• Exercise directions
Only the text should come through, so restate the listing exactly and drop its images.

• Data shown
[Start of section]

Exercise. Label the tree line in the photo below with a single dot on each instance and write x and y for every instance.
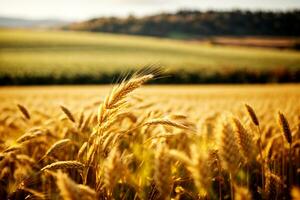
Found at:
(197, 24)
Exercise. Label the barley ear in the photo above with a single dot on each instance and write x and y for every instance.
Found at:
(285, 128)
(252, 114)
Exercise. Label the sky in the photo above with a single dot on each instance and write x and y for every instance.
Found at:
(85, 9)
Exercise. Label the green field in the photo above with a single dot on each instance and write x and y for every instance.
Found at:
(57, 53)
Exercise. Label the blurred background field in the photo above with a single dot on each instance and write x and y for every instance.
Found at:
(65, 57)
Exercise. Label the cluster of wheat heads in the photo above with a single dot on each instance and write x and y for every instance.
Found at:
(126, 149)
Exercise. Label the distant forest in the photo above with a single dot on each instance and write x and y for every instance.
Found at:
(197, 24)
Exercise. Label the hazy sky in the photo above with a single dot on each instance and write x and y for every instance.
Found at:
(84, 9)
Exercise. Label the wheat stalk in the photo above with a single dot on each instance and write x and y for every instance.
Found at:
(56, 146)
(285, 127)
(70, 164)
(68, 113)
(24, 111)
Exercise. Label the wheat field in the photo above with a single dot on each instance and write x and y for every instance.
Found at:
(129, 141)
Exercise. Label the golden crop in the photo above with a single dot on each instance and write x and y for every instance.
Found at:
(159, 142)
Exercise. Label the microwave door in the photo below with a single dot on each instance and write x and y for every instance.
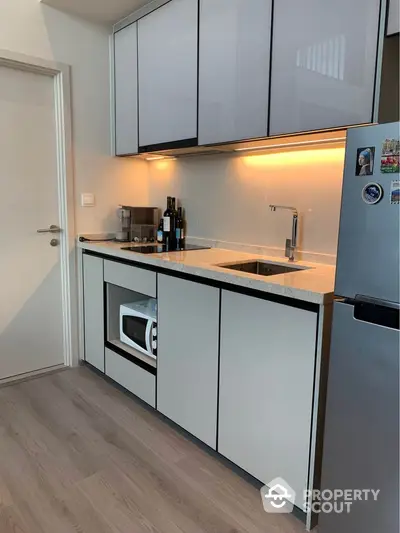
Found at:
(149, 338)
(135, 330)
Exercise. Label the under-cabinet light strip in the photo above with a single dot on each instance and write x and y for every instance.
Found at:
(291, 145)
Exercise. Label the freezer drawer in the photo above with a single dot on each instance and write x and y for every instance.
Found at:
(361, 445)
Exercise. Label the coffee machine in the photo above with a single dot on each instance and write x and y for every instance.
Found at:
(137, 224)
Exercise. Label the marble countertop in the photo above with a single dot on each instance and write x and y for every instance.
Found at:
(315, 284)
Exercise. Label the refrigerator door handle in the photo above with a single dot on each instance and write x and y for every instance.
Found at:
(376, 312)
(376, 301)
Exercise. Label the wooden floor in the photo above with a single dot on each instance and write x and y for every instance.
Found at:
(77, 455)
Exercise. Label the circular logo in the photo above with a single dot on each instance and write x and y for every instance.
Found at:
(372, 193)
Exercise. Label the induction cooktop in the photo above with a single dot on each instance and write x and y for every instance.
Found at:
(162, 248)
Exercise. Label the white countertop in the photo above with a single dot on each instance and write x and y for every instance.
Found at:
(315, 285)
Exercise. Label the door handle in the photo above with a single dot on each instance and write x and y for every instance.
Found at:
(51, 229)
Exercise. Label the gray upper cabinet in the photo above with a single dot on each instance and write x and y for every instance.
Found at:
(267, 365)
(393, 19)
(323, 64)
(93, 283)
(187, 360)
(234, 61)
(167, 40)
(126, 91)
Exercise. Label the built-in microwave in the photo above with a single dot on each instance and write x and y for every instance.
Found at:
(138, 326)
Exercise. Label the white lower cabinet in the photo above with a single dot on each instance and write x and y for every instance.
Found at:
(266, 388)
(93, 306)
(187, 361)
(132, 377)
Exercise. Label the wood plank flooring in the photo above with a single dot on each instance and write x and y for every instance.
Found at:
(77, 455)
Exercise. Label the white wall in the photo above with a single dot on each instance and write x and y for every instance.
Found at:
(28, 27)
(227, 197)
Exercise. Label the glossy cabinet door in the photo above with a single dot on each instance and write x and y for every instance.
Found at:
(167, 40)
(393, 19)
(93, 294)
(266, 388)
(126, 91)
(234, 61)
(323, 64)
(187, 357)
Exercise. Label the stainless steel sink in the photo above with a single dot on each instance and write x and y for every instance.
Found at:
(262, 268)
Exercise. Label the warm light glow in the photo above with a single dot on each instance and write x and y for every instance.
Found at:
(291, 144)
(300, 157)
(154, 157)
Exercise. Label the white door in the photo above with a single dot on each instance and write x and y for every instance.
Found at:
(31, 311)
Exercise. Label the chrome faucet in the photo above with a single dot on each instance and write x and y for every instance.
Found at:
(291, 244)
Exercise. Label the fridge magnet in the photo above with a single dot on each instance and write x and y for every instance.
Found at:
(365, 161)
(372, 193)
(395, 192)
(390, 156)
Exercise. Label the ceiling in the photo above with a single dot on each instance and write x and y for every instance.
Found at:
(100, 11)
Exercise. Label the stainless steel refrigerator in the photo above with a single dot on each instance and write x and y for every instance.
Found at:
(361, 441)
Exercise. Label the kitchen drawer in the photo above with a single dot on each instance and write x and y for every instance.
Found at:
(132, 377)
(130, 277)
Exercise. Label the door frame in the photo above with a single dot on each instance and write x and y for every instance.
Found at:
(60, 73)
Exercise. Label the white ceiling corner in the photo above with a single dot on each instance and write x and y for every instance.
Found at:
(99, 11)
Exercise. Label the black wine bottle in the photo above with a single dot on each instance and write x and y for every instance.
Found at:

[End of section]

• Response area
Exercise. Label the tree line in the photo below with a single dot on each instance and write x and y for every instance.
Found at:
(197, 24)
Exercise. Label the barley ear in the photo above with a single dot on each instance and write x and y for every instance.
Found at:
(285, 128)
(252, 114)
Exercise. Label the sky in the photo above with a single dot on each instance and write x and y for every instance.
Found at:
(85, 9)
Exercise. Label the green field in the photo above with a single dot on each instance and write x and y for every instance.
Found at:
(57, 53)
Exercise. Label the blurred background field in the photo above with a single dot on each instance and write x and y for every instance.
Found at:
(65, 57)
Exercise. Label the cluster of wheat heads in the photo above with a single dot on each instance and write x and y for every instance.
Found at:
(126, 149)
Exercise. Label the distant forest in the photo above with a single dot on each instance and write x and y for every instance.
Found at:
(197, 24)
Exercise. Label the hazy sky in the photo above with a single dot on each instance and write x and y for every instance.
Found at:
(84, 9)
Exercise. Label the wheat stalk in the photo above with a single dot on each instance and write x and y for every instance.
Found at:
(56, 146)
(285, 127)
(70, 164)
(68, 113)
(24, 111)
Exercise. Label the wheat field in the photo above with a single dot on each instance and write x and y for every instance.
Found at:
(129, 141)
Exercise. Label the golden crop in the photo above with a single dot on each instance and write x and y for every instance.
Found at:
(159, 142)
Exercise. Label the microwave door in the photo below with a single dot on each instance and write x and y for every instance.
Found at:
(149, 338)
(135, 330)
Exercise. Label the under-cabinet light strip in the photo above with a single dot on each instance and write x and y for every instance.
Found at:
(291, 145)
Exercise. Label the freezer drawer in the photo above with a single dot on each instance and write x and y for every instance.
Found at:
(361, 445)
Exercise. Label the coffee machine in the photo above with a single dot on each instance and write x and y for every instance.
Found at:
(137, 224)
Exercise. Label the marble countertop in the photo above with a single dot on each instance and write x and y for every instance.
Found at:
(315, 284)
Exercise. Label the refrigerator door handle in the photo above with a single dot on each instance and write x and y for every instance.
Found at:
(376, 312)
(376, 301)
Exercise. Label the wooden floor in the photo above with a single dot on each instance and write x and y for every instance.
Found at:
(77, 455)
Exercise. Label the circular logo in the photo above with a single dot on each instance and write x and y for every instance.
Found at:
(372, 193)
Exercise. Label the induction cooktop in the photo above with a single dot on each instance and write x and y for every instance.
Found at:
(162, 248)
Exercise. Label the white countertop in the photo above with a single dot on each instance and write x and y for every instance.
Found at:
(315, 285)
Exercise. Label the door handle in the photo above with a single dot on each instance and write x and y for every instance.
Found at:
(51, 229)
Exercise. Label the gray upper cabinet in the photo above with a single dot on each instance and write x and y for every instance.
Found at:
(267, 365)
(393, 19)
(323, 64)
(93, 283)
(187, 360)
(234, 61)
(167, 40)
(126, 91)
Exercise. Label the built-in microwave in the photo above with a single dot on each instance and write x and y for every instance.
Found at:
(138, 326)
Exercise. Label the white lower cabinet in the photo above with a single dot on each instance and write x and y for every instance.
Found at:
(266, 388)
(93, 306)
(187, 361)
(132, 377)
Exercise. Label the wood plank flooring in the photo above with a single dot on each instance and write x and y for every instance.
Found at:
(77, 455)
Exercise. Label the white wall in the photo above with a single dot on each instance and write x and y for every instance.
Found at:
(28, 27)
(227, 197)
Exercise. Label the glossy cabinet door in the photo above with a single dot on each instance and write x and y for every instance.
Found at:
(167, 40)
(393, 19)
(93, 294)
(266, 388)
(126, 91)
(234, 61)
(323, 64)
(187, 357)
Exercise. Label the stainless steel sink in the photo above with a single dot on each instance and write x and y for every instance.
Found at:
(262, 268)
Exercise. Label the warm light glow in the photo above with a single dot on each instance and write x and y for every instance.
Found at:
(291, 144)
(300, 157)
(154, 157)
Exercise. Label the white door in the photo above with a single dot on each instance and write x and y for every instance.
Found at:
(31, 311)
Exercise. Label the chrome faucet in the photo above with a single dot on each instance and write x and y for every instance.
Found at:
(291, 244)
Exercise. Label the fridge magnet in the photo above with a single dot on each instance and write x and y for every instance.
Found at:
(365, 161)
(372, 193)
(395, 192)
(390, 156)
Exercise. Label the ceiling in the photo above with a single dot on each instance and write x and y for every instance.
Found at:
(100, 11)
Exercise. Label the stainless steel refrigerator in the photo above with a single dot on each instance and write x and y for every instance.
Found at:
(361, 441)
Exercise. Label the kitchen drawer in the photo above with a single dot on each instance and write x and y for every instance.
Found at:
(132, 377)
(130, 277)
Exercise. Label the door frame in the photo above with a single dot on each instance and write x and y for every instance.
Found at:
(60, 73)
Exercise. Label the white ceiling corner in the photo above with a single dot on each instance and write x and y for every instance.
Found at:
(99, 11)
Exercise. Label the black wine bottle in the photo above with a single dot on each instance and write x and y for every instance.
Found at:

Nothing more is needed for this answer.